__Prompt__: Reproduce the data below word for word, starting with the line that contains "For the scouting tally, point out every instance of the red" and continuing through the final line of the data, with both of those lines included.

== Stored records

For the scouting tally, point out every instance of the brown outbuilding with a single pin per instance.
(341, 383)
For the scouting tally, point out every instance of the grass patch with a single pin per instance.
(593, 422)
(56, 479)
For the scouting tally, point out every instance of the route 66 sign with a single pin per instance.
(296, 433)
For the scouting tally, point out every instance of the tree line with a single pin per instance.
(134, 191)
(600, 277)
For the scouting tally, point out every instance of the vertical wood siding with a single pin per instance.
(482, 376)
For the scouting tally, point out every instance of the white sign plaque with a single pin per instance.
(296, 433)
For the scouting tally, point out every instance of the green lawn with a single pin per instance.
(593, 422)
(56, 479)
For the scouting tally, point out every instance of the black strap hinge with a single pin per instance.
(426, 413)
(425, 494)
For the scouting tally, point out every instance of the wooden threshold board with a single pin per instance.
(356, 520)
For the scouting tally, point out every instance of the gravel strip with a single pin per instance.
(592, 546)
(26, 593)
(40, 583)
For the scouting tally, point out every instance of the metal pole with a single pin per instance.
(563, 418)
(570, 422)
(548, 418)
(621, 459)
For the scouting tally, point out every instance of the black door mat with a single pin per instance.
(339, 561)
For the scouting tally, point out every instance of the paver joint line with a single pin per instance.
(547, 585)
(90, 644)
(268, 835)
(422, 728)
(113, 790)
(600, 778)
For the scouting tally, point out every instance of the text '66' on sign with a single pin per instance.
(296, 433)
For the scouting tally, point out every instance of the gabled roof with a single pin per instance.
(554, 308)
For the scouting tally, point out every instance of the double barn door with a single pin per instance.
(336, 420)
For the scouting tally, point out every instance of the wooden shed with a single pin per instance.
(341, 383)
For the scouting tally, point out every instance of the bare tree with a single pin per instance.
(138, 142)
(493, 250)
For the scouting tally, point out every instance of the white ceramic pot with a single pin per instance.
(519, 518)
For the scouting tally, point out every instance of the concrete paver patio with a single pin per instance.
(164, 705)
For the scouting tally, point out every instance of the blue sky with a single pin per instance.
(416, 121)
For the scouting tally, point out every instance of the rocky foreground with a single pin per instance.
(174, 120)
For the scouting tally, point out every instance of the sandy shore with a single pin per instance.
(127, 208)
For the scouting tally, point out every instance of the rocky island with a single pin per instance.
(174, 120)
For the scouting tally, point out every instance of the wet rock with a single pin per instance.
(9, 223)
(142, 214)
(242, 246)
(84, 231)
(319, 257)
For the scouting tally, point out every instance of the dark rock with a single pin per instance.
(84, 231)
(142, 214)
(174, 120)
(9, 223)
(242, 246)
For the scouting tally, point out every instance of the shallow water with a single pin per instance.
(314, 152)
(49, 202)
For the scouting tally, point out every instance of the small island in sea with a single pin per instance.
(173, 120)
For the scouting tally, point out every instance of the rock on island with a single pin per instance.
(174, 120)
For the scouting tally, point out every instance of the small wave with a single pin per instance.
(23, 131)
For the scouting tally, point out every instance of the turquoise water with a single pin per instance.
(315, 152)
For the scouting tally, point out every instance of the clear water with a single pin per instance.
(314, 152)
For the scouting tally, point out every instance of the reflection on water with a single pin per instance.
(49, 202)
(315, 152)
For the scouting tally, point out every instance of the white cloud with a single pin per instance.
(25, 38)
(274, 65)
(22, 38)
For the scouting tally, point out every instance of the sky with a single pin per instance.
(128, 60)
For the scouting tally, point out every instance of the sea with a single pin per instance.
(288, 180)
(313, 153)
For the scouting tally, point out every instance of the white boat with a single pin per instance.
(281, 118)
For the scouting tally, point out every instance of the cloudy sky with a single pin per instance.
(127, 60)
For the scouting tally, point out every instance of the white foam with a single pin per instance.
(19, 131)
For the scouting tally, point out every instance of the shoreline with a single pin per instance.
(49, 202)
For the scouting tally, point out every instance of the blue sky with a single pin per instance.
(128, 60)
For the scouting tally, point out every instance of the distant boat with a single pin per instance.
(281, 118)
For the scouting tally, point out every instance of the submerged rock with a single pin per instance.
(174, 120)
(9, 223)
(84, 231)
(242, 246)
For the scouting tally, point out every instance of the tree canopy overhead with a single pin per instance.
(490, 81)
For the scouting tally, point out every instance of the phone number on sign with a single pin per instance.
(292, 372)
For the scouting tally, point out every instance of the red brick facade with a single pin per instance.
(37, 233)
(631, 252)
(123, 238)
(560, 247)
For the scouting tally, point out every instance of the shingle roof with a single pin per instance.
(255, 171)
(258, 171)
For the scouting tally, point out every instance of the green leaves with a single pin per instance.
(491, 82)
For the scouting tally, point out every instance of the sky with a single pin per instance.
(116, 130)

====

__Answer to this exercise__:
For the scouting tally, point out every instance of the red brick facade with a single pin per instance.
(37, 233)
(631, 252)
(123, 238)
(560, 247)
For the scouting tally, point out every instance of the shingle roof with a single pin per instance.
(255, 171)
(258, 171)
For the scouting tally, point out every instance of the green leaves with a single pin per instance.
(491, 82)
For the scouting tally, point out every instance of the sky with a single pin per instance.
(116, 130)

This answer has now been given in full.